■ DOCUMENT SEGMENT:
[ISO 3274] defines a measurement scheme as above. The profile measured by modern profilometers is called the Extracted profile. It is sampled and digitized, and represents an abstraction of the real surface (several filtering effects are introduced by the probe and the bandwidth of the instrument). The real surface is modelled by a mechanical surface (boundary) when measured with a stylus, or by an electromagnetic surface which represents the surface envelope sensed by an optical probe. The next stage is to remove form by either fitting the nominal form of the component (e.g. a circle), or fitting a polynomial to level/flatten the profile. Then, the following stage is the λs filtering to remove the microroughness that is usually due to instrument or environmental noise. Sometimes this stage is skipped, for example in the German standard [VDA 2006] used in automotive industry. The obtained profile is called the Primary profile. Some P parameters can be calculated on this profile. Then, the λc filter that separates waviness from roughness is applied. Finally, roughness or waviness parameters can be calculated.
A similar scheme (above) can be established for surfaces (areal). The vocabulary introduced in ISO 25178 is new but quite understandable: The S-Filter removes short-scale components. The L-Filter removes long-scale components. The F-Operator is the form removal operation. Scale-limited surfaces - SF surface or SL surface - are obtained after the respective filters/operations have been applied. Areal parameters do not reflect the previous filter operation in their name.
The first filters were implemented as physical high-pass filters using resistors and capacitors soldered behind a selector. The initial aim was to avoid large signal variations in order to draw the profile correctly on a thermal band of paper, or to display a roughness average indication on a dial indicator. These RC filters were used for almost 30 years on all types of stylus profilometers. In the 1980's, personal computers started to be used as analysis devices connected to profilometers via analog-to-digital boards. The first profile analysis programs implemented the RC filter using an algorithm in order to provide the same amount of filtering as the analog filter.
Analog RC2 filter (left) and Talysurf 10 with cut-off selection (right)
The major drawback of this filter is the phase distortion of its transfer function. Each wavelength in the original profile is shifted by a different amount leading to critical problems around steps, grooves and peaks.
Analog RC2 filter
Above: a close look at the phase shift (1) effect on a groove. The mean line is "late" compared to the primary profile. On the roughness profile, this produces amplified peaks at the location of the groove (2) and minimized groove depth (3).
At the beginning of the 1990's, a phase-correct version of the RC2 filter was created in an attempt to fix this problem. It was called RC2-PC. However, more serious work was already underway to produce a natively phase correct filter, the Gaussian filter.
This video introduces the bases of filtration in surface texture and explains how filters act on the spectral content of profiles and surfaces. Durée : 19 min 57.
The Gaussian filter was introduced, for profiles, in the [ISO 11562] standard in 1996. The standard defines a transfer function for the low-pass filter that produces the waviness (mean line) profile. Subtracting this mean line from the primary profile gives the roughness profile.
Transmission characteristics for the roughness filter (blue) and waviness filter (red), for several cut-off values. These curves cross each other at 50% of transmission.

■ OBJECTIVE: Carry on the passage about surface texture filtering from the point where it stops.

■ DATA EXTRACT:
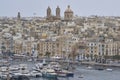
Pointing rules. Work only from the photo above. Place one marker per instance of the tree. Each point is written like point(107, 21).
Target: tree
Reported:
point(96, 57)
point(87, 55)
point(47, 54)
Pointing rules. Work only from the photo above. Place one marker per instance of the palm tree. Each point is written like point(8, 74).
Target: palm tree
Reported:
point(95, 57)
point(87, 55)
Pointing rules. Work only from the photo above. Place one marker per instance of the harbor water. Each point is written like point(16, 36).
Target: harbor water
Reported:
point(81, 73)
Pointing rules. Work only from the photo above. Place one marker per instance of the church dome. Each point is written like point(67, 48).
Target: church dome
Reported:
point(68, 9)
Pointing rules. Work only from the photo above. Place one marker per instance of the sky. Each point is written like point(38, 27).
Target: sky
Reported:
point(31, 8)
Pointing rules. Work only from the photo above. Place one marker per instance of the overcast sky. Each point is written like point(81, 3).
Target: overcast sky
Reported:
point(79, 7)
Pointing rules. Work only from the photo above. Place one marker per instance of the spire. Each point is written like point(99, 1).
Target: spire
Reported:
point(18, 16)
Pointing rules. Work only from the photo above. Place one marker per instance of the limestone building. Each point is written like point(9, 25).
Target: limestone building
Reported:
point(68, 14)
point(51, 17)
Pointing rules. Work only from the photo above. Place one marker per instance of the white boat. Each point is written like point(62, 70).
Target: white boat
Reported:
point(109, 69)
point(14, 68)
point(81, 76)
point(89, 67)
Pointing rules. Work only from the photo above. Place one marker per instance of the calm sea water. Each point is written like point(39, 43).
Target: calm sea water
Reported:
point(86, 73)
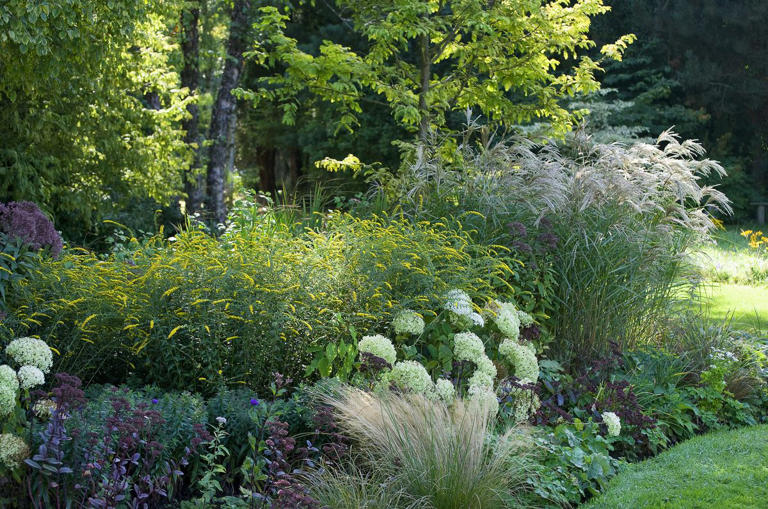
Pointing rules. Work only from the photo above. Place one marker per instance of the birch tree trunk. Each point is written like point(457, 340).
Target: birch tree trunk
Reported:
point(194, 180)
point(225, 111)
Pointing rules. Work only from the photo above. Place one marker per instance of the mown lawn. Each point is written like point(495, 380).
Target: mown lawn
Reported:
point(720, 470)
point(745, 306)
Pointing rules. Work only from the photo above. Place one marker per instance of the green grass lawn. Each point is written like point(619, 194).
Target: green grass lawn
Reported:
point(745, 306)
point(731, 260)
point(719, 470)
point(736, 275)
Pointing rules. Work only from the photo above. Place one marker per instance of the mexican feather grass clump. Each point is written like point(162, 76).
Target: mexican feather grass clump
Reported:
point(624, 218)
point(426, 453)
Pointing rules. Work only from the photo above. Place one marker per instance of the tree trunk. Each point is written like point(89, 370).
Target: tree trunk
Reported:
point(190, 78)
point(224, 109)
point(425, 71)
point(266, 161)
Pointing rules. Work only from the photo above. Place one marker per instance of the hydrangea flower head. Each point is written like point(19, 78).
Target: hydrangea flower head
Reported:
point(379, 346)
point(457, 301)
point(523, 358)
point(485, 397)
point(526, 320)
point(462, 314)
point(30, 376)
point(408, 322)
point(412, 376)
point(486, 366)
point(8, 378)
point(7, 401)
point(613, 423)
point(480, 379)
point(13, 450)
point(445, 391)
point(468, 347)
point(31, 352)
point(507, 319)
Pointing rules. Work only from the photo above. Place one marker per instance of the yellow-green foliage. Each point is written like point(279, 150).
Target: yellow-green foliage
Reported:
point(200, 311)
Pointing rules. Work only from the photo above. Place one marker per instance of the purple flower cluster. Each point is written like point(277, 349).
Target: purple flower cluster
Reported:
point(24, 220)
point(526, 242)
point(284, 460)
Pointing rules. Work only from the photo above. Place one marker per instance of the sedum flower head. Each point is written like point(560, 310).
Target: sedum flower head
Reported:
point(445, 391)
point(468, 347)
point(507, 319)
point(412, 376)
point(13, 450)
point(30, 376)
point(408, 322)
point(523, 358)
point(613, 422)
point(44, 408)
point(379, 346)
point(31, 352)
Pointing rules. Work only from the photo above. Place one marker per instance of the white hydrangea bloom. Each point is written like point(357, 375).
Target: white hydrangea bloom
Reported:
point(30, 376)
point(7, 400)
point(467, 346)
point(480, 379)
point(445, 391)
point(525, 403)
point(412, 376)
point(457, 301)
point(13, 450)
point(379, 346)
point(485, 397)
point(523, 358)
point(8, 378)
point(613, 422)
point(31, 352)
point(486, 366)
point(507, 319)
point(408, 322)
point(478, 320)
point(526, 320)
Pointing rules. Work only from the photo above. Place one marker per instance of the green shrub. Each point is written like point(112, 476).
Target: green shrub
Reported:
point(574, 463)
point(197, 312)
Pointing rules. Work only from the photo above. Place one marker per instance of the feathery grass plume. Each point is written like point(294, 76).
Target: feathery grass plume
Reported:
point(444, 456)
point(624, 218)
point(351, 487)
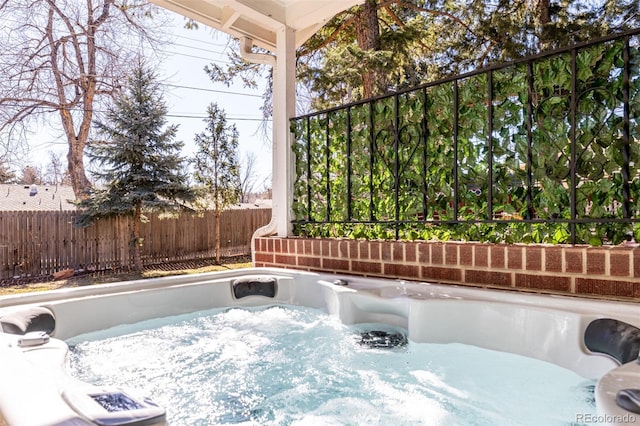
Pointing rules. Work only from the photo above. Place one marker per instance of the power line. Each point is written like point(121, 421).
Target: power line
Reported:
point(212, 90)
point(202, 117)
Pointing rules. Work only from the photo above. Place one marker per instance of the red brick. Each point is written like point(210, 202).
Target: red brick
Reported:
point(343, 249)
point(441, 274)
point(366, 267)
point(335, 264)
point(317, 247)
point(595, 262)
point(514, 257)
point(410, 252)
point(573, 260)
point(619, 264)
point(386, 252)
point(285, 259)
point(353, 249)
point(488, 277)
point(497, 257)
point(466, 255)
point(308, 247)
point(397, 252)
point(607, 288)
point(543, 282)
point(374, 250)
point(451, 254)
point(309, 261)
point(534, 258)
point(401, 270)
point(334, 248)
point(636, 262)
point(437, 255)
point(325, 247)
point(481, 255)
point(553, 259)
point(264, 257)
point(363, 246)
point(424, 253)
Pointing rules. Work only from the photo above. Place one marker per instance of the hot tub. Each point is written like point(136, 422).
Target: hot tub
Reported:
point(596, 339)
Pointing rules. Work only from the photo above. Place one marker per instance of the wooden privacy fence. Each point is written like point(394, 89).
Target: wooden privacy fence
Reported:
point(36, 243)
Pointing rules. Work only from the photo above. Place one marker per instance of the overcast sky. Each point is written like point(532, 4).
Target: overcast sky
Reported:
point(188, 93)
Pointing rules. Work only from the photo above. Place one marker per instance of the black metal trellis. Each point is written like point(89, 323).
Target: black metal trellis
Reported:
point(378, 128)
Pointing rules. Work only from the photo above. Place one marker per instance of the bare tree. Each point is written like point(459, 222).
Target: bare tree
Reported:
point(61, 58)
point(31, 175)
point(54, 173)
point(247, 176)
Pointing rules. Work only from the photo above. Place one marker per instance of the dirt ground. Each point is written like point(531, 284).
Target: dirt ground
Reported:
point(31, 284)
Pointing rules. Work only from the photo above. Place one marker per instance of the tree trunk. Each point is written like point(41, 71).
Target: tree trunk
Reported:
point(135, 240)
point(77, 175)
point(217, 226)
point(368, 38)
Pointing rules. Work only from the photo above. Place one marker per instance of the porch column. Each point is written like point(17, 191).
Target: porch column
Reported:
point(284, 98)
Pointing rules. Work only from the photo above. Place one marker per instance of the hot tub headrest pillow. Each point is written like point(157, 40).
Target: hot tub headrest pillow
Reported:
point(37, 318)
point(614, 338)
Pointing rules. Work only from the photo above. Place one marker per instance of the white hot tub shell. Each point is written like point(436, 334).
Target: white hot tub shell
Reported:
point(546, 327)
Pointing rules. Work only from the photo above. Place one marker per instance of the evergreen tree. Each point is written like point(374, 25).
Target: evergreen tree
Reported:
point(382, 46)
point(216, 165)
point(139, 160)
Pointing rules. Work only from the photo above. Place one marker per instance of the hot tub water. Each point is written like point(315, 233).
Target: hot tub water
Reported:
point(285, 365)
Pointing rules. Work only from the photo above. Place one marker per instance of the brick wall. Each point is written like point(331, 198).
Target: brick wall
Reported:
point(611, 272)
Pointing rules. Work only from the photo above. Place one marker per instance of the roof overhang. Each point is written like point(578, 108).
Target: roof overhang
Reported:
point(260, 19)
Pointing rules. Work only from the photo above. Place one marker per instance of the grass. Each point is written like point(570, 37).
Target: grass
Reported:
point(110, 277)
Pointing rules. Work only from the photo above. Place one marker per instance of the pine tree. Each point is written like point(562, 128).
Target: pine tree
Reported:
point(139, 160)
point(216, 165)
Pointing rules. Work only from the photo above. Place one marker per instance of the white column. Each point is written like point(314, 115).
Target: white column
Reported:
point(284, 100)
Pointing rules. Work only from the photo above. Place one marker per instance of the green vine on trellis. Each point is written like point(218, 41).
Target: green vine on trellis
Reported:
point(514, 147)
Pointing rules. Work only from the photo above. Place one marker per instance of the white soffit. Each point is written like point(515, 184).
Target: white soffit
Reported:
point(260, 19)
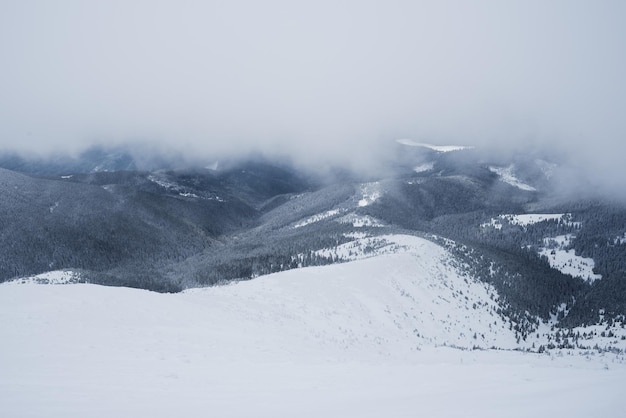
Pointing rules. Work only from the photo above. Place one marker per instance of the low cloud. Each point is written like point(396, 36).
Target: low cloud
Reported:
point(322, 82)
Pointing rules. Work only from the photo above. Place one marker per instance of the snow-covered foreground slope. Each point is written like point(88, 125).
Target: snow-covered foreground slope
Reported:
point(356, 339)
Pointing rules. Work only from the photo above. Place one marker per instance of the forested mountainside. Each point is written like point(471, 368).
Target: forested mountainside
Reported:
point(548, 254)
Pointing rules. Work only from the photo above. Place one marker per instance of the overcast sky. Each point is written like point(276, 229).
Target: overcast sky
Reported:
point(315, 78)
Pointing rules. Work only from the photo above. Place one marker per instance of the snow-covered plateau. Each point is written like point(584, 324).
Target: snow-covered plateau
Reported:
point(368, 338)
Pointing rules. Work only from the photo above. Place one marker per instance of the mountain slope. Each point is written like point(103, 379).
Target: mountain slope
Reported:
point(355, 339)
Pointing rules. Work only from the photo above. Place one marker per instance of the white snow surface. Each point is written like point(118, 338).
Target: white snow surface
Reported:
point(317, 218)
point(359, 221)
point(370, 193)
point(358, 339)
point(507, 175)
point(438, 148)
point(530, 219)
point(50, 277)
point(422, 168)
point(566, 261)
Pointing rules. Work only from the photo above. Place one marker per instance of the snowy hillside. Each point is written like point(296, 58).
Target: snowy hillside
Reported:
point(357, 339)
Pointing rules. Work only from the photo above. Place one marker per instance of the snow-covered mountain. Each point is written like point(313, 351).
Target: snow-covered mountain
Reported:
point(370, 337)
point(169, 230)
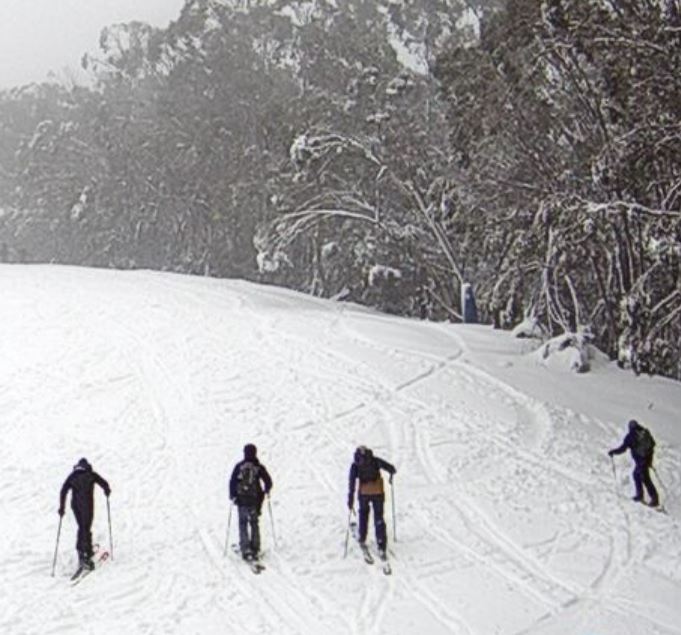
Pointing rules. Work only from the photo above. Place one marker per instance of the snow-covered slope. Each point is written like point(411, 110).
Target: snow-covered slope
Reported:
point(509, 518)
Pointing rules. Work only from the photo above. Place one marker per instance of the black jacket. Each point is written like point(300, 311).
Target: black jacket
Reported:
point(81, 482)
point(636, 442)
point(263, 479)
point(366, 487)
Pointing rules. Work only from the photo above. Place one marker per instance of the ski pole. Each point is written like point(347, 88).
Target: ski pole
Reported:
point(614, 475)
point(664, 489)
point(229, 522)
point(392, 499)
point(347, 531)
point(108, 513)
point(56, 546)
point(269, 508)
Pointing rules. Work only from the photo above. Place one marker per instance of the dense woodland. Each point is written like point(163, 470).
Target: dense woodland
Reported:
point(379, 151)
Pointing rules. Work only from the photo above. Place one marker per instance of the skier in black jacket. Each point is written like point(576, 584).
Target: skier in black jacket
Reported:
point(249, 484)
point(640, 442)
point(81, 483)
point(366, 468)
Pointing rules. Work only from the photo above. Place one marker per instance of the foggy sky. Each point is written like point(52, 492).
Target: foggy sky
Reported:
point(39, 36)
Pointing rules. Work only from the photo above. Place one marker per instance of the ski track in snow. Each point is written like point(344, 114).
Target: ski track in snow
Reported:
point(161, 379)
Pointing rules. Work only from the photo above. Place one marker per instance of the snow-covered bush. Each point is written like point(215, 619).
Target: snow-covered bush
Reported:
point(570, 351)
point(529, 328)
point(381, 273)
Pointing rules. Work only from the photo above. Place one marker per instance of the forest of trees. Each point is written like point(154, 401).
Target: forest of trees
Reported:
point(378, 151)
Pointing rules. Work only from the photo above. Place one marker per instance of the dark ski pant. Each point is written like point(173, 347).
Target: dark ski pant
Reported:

■ REPLY:
It is a common practice to cut each end of the filtered profile by a length depending on manufacturers. Some cut half a cut-off at each end, others cut a full cut-off. In theory, the value should be at least 0.6 cut-off. The consequence is that the roughness or waviness profile is shorter than the primary profile by 1 cut-off or 2 cut-offs.
In MountainsMap, users can select the length which is cut out from the filtered profile, and can also activate an option to manage end-effects in order to keep the full length.
In 2011, [ISO 16610-21] became the official standard defining the Gaussian filter for open or closed profiles, replacing the old ISO 11562. For surfaces, the equivalent definition is given in [ISO 16610-61].
More details on areal filters can be found in [SEEWIG 2013]
At the cut-off value, the filter transmits (attenuates) 50% of wavelength's amplitude. Filters should not be seen as shutters that block wavelengths suddenly; The transmission characteristics are continuous and progressive. Therefore, the choice of the cut-off value is critical, depending on the application, in order to correctly separate wavelengths (or scales) that belong to the surface texture component of interest.
Gaussian filters have been successfully used for various applications in industry and research for 20 years. However, this filter does not behave very well around outliers, steps and in the presence of form. This is why robust filters have been developed.
A robust filter has its mean line (plane) correctly following the general trend of the profile (surface), without being disturbed by outliers. The Robust Regression Gaussian Filter is defined in [ISO 16610-31] as an iterative algorithm that calculates local weights based on the distance between the primary profile and the waviness profile.
The Gaussian filter (left) is disturbed by local discontinuities while Robust Gaussian filter (right) is not.
The Robust Gaussian filter is the preferred choice for structured surfaces, stratified surfaces and in presence of form, grooves or pores. In particular, it is a good replacement for and improvement on the double Gaussian filter that is defined in [ISO 13565-1] (formerly DIN 4777)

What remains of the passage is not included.